TESTO DA LEGGERE:
REPUBBLICA ITALIANA

IN NOME DEL POPOLO ITALIANO

N.377/2006

Reg.Dec.

N.  10282 Reg.Ric.

ANNO   2000

Il Consiglio di Stato in sede giurisdizionale (Sezione Sesta) ha pronunciato la seguente

DECISIONE

sul ricorso n. 10282/2000 proposto da (omissis), rappresentato e difeso dall’Avv. Bruno Pettinari, ed elettivamente domiciliato a Roma, presso la Segreteria Sezionale del Consiglio di Stato, piazza Capo di Ferro n. 13;

contro

il Ministero dell’Interno, in persona del Ministro p.t. e la Questura di Macerata, in persona del Prefetto p.t., rappresentati e difesi dall’Avvocatura Generale dello Stato, presso la quale sono legalmente domiciliati in Roma, alla via dei Portoghesi, n. 12; 

il Capo della Polizia - Direttore Centrale della Pubblica Sicurezza – Dipartimento Pubblica Sicurezza, non costituito;

il Consiglio Provinciale di Disciplina di Macerata, non costituito;

per l’annullamento 

della sentenza n. 1232/2000 con la quale il Tribunale Amministrativo Regionale per le Marche  resa inter partes;

    Visto il ricorso con i relativi allegati;

    Visto l’atto di costituzione in giudizio dell’amministrazione appellata;

     Viste le memorie prodotte dalle parti a sostegno delle rispettive difese;

    Visti gli atti tutti della causa;

    Relatore, alla pubblica udienza del 14 ottobre 2005, il Consigliere Francesco Caringella e udito l’avv. dello Stato Volpe;

    Ritenuto in fatto e considerato in diritto quanto segue:

FATTO DIRITTO

    1. L’odierno appellante, vice Sovrintendente di P.S. presso la Questura di macerata,  impugna la sentenza con la quale  il Primo Giudice ha respinto, previa riunione, i ricorsi proposti  in prime cure avverso gli atti del procedimento disciplinare culminato con il provvedimento di destituzione di cui al decreto 26.7.1999, n. 333-D/28642 del Capo della Polizia.

    Resiste il Ministero appellato.

    All’udienza del 14 ottobre 2005 la causa è stata trattenuta per la decisione.

    2. L’appello è infondato.

    2.1. Giova prendere le mosse dalle censure con le quali si ripropongono i motivo del  ricorso n. 710/1999 di primo grado.

    Non meritano accoglimento innanzitutto i motivi di gravame, sviluppati con i primi tre motivi di appello,  con i quali la parte ricorrente torna a ribadire l’assunto dell’illegittimità dell’atto con il quale il Capo della Polizia  ha disposto l’annullamento della  dell’originaria proposta del Consiglio di disciplina.

COMPITO:
Nel tratto della decisione del Consiglio di Stato da "Visti gli atti" fino a "per la decisione.", sostituisci "udienza" con "seduta" e riporta il passo così modificato. Le righe successive sono materiale a sé, distinto dalla decisione.

DATI RACCOLTI:
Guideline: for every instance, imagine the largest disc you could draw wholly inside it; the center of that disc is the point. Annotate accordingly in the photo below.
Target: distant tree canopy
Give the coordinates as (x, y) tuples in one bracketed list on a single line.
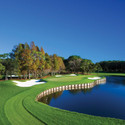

RISPOSTA:
Visti gli atti tutti della causa;

    Relatore, alla pubblica seduta del 14 ottobre 2005, il Consigliere Francesco Caringella e udito l’avv. dello Stato Volpe;

    Ritenuto in fatto e considerato in diritto quanto segue:

FATTO DIRITTO

    1. L’odierno appellante, vice Sovrintendente di P.S. presso la Questura di macerata,  impugna la sentenza con la quale  il Primo Giudice ha respinto, previa riunione, i ricorsi proposti  in prime cure avverso gli atti del procedimento disciplinare culminato con il provvedimento di destituzione di cui al decreto 26.7.1999, n. 333-D/28642 del Capo della Polizia.

    Resiste il Ministero appellato.

    All’seduta del 14 ottobre 2005 la causa è stata trattenuta per la decisione.